(DATA RECORDS)

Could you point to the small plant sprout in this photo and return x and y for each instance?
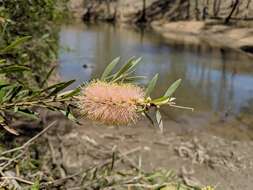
(114, 99)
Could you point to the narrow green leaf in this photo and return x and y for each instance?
(9, 129)
(109, 68)
(13, 68)
(70, 93)
(149, 118)
(15, 44)
(26, 113)
(47, 76)
(132, 62)
(134, 78)
(161, 100)
(11, 92)
(172, 88)
(151, 85)
(61, 86)
(159, 119)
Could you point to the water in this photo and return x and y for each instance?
(214, 80)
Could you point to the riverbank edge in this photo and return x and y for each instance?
(211, 33)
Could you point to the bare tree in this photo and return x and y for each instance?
(216, 7)
(235, 4)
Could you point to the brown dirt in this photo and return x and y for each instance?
(219, 153)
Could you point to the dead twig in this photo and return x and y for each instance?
(30, 141)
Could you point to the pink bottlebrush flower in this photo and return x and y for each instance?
(110, 103)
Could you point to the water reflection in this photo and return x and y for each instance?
(214, 80)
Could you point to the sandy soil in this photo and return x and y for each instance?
(213, 33)
(219, 153)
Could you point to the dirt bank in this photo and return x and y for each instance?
(198, 157)
(210, 32)
(180, 20)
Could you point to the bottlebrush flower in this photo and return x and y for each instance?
(110, 103)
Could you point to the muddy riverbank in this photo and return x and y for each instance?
(179, 21)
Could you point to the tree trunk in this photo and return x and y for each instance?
(232, 11)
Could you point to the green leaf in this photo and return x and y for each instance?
(13, 68)
(159, 119)
(149, 118)
(132, 62)
(60, 87)
(9, 129)
(47, 76)
(172, 88)
(109, 68)
(134, 78)
(26, 113)
(151, 85)
(11, 92)
(70, 93)
(15, 44)
(160, 101)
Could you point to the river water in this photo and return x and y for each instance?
(214, 80)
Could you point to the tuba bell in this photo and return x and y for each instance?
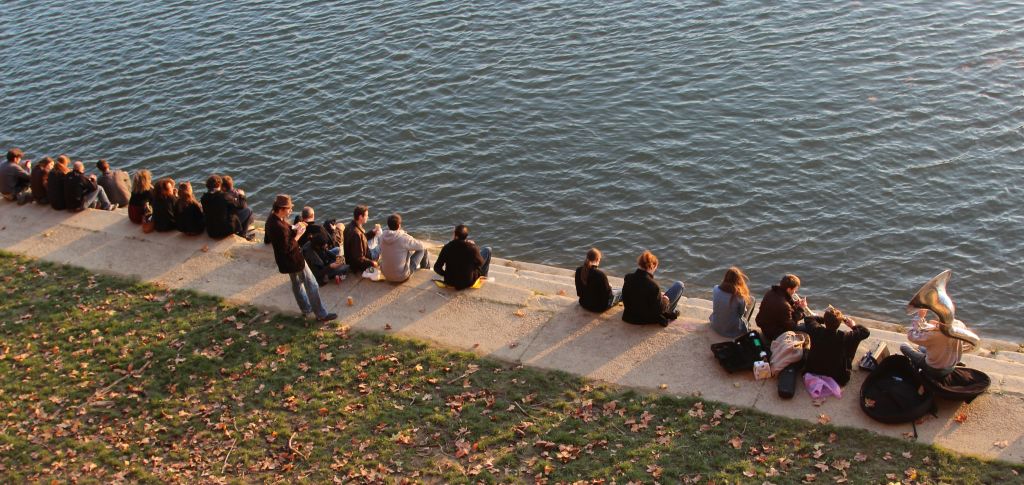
(933, 297)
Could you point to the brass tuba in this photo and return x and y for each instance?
(933, 297)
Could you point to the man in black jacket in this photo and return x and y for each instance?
(642, 298)
(82, 192)
(287, 254)
(460, 262)
(780, 310)
(358, 255)
(220, 211)
(832, 349)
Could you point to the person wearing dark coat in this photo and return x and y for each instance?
(115, 182)
(55, 183)
(460, 262)
(642, 298)
(358, 255)
(833, 350)
(779, 310)
(220, 210)
(592, 284)
(163, 206)
(323, 263)
(81, 190)
(140, 201)
(287, 254)
(187, 212)
(40, 175)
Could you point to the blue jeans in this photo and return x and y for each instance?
(96, 197)
(485, 254)
(419, 260)
(306, 291)
(675, 293)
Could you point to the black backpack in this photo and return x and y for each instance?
(895, 392)
(963, 384)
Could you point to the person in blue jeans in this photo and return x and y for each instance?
(642, 298)
(287, 254)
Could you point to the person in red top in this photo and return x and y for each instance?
(779, 310)
(287, 254)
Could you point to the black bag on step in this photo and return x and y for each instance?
(741, 352)
(895, 392)
(963, 384)
(787, 380)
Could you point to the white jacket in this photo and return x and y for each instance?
(395, 248)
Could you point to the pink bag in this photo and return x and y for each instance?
(821, 386)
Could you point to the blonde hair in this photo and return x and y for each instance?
(647, 261)
(141, 181)
(734, 281)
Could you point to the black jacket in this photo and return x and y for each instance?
(163, 213)
(642, 299)
(54, 189)
(286, 252)
(460, 263)
(76, 186)
(833, 351)
(777, 313)
(596, 293)
(219, 210)
(189, 218)
(356, 251)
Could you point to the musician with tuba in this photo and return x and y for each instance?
(941, 342)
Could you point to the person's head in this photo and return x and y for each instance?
(165, 187)
(790, 283)
(283, 206)
(394, 221)
(14, 156)
(734, 281)
(184, 191)
(360, 214)
(213, 182)
(461, 232)
(141, 181)
(307, 214)
(833, 317)
(61, 164)
(647, 261)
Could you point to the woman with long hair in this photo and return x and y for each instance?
(140, 203)
(163, 205)
(730, 299)
(187, 212)
(592, 284)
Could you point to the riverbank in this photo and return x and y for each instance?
(527, 315)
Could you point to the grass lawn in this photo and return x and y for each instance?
(102, 380)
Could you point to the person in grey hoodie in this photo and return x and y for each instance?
(400, 254)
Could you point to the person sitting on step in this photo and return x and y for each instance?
(592, 284)
(642, 298)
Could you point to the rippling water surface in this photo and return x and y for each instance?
(864, 147)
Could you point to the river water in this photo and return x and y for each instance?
(864, 146)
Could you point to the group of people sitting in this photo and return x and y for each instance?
(311, 255)
(221, 211)
(832, 348)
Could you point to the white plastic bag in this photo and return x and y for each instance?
(373, 273)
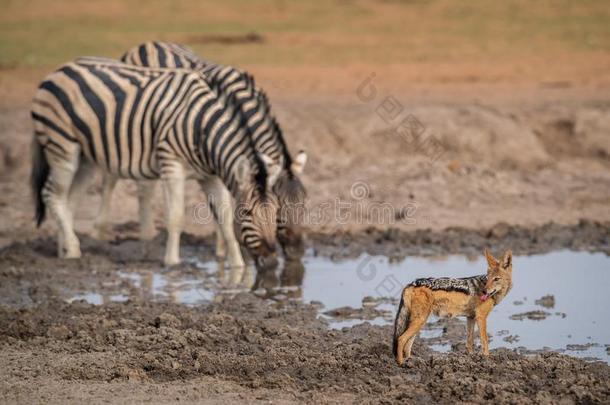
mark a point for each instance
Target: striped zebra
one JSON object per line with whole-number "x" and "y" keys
{"x": 266, "y": 135}
{"x": 145, "y": 124}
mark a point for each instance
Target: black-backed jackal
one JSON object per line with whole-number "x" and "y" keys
{"x": 472, "y": 297}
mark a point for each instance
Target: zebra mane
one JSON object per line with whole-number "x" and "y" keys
{"x": 287, "y": 159}
{"x": 261, "y": 169}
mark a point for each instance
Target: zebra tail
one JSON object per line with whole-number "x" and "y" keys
{"x": 40, "y": 173}
{"x": 402, "y": 318}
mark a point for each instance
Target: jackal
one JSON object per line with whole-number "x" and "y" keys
{"x": 472, "y": 297}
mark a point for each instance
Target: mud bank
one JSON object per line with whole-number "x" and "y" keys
{"x": 275, "y": 352}
{"x": 398, "y": 243}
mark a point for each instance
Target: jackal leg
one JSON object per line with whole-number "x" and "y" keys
{"x": 470, "y": 341}
{"x": 419, "y": 311}
{"x": 405, "y": 341}
{"x": 481, "y": 318}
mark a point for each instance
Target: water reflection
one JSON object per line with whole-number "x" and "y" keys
{"x": 559, "y": 300}
{"x": 288, "y": 282}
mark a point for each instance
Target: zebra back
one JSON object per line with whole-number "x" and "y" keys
{"x": 254, "y": 103}
{"x": 129, "y": 120}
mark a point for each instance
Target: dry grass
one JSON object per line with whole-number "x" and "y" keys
{"x": 39, "y": 33}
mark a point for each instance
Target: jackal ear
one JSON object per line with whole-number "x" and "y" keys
{"x": 491, "y": 260}
{"x": 243, "y": 172}
{"x": 299, "y": 162}
{"x": 273, "y": 169}
{"x": 507, "y": 259}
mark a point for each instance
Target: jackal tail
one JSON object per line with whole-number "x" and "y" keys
{"x": 401, "y": 323}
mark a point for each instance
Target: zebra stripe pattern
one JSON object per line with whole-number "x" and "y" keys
{"x": 144, "y": 123}
{"x": 263, "y": 127}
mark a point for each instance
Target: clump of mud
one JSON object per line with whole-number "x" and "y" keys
{"x": 285, "y": 349}
{"x": 397, "y": 243}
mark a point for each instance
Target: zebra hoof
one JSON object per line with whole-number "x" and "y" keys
{"x": 171, "y": 261}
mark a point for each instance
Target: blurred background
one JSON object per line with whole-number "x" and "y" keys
{"x": 513, "y": 96}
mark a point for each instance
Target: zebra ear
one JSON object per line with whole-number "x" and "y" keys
{"x": 243, "y": 172}
{"x": 299, "y": 163}
{"x": 273, "y": 169}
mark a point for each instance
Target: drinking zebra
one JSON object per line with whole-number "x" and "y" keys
{"x": 144, "y": 124}
{"x": 266, "y": 135}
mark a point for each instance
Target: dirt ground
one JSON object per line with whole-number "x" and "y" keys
{"x": 509, "y": 155}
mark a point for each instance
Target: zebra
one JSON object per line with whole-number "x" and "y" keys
{"x": 266, "y": 135}
{"x": 146, "y": 124}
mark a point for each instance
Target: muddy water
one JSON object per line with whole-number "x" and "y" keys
{"x": 558, "y": 302}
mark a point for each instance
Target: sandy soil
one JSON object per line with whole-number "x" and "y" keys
{"x": 522, "y": 165}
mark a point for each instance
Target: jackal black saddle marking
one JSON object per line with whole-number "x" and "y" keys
{"x": 468, "y": 285}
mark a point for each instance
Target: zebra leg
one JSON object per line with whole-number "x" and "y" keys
{"x": 173, "y": 177}
{"x": 102, "y": 225}
{"x": 220, "y": 201}
{"x": 56, "y": 193}
{"x": 146, "y": 192}
{"x": 221, "y": 246}
{"x": 81, "y": 181}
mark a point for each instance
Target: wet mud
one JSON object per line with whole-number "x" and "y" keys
{"x": 261, "y": 347}
{"x": 284, "y": 350}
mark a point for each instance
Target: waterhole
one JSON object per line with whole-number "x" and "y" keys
{"x": 559, "y": 301}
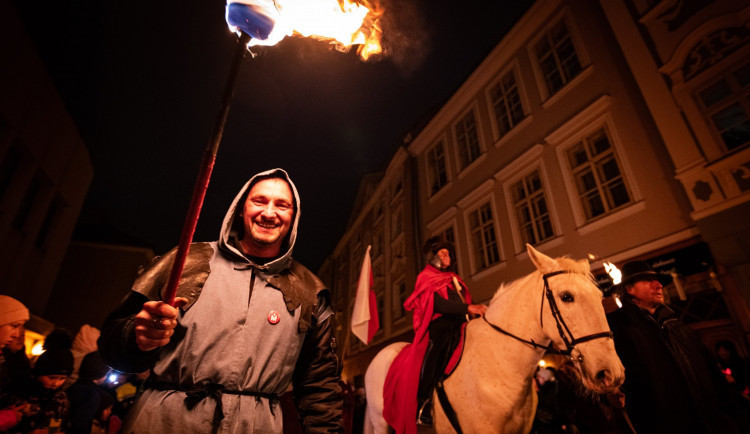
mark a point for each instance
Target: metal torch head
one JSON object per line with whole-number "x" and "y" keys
{"x": 256, "y": 18}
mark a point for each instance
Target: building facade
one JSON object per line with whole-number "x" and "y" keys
{"x": 593, "y": 131}
{"x": 45, "y": 170}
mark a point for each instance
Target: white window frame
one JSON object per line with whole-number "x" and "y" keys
{"x": 591, "y": 119}
{"x": 530, "y": 161}
{"x": 443, "y": 140}
{"x": 515, "y": 70}
{"x": 472, "y": 202}
{"x": 474, "y": 109}
{"x": 547, "y": 96}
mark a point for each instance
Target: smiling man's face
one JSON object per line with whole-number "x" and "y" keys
{"x": 267, "y": 215}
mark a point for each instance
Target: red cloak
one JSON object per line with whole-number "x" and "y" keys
{"x": 402, "y": 381}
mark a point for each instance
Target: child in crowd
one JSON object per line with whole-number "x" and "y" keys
{"x": 48, "y": 403}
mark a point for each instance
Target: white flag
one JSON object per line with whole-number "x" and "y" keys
{"x": 365, "y": 320}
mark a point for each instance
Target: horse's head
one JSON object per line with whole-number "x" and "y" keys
{"x": 573, "y": 318}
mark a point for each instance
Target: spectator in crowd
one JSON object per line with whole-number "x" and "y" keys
{"x": 83, "y": 343}
{"x": 671, "y": 381}
{"x": 49, "y": 405}
{"x": 86, "y": 394}
{"x": 13, "y": 316}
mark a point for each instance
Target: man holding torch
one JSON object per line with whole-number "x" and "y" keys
{"x": 248, "y": 320}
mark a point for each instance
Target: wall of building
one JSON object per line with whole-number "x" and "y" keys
{"x": 569, "y": 137}
{"x": 45, "y": 170}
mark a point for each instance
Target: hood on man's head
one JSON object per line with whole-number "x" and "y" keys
{"x": 12, "y": 310}
{"x": 233, "y": 224}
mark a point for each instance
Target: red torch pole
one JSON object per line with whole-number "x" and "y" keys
{"x": 204, "y": 175}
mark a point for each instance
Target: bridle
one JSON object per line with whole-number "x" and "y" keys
{"x": 565, "y": 333}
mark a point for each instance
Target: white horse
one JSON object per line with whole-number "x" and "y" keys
{"x": 491, "y": 389}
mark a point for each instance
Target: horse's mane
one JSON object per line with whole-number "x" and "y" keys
{"x": 565, "y": 263}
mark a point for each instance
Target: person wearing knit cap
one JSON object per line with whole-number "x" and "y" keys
{"x": 13, "y": 315}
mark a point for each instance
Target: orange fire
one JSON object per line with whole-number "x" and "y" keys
{"x": 343, "y": 23}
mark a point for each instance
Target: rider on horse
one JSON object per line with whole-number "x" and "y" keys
{"x": 441, "y": 304}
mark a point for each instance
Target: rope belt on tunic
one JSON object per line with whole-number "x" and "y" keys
{"x": 197, "y": 393}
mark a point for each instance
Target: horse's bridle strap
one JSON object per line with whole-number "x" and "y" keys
{"x": 562, "y": 328}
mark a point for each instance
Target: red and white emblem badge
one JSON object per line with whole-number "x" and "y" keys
{"x": 273, "y": 317}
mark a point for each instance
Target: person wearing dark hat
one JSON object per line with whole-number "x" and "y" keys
{"x": 441, "y": 304}
{"x": 671, "y": 383}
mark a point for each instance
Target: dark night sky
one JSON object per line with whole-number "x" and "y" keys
{"x": 143, "y": 81}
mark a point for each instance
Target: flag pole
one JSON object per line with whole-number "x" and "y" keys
{"x": 204, "y": 174}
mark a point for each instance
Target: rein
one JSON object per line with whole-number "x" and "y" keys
{"x": 565, "y": 333}
{"x": 562, "y": 328}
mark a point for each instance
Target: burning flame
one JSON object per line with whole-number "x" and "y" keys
{"x": 613, "y": 272}
{"x": 343, "y": 23}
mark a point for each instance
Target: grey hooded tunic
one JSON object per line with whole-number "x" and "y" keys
{"x": 248, "y": 331}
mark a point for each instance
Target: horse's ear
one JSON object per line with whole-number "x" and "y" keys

(End DATA RECORDS)

• **WHAT TO WORK ON**: Your answer must be the lines from the one with "Target: burning flame" through the last line of the data, repeated exactly and with nothing else.

• **SOLUTION FOR THIS TASK**:
Target: burning flame
one JSON object per line with whole-number "x" and "y" keys
{"x": 613, "y": 272}
{"x": 343, "y": 23}
mark a point for each instance
Target: grey hooded tunic
one JSON object per line with whole-number "x" and "y" keys
{"x": 248, "y": 331}
mark a point for each instance
Target: horse's ear
one JSON object per line with whole-number "x" and "y" keys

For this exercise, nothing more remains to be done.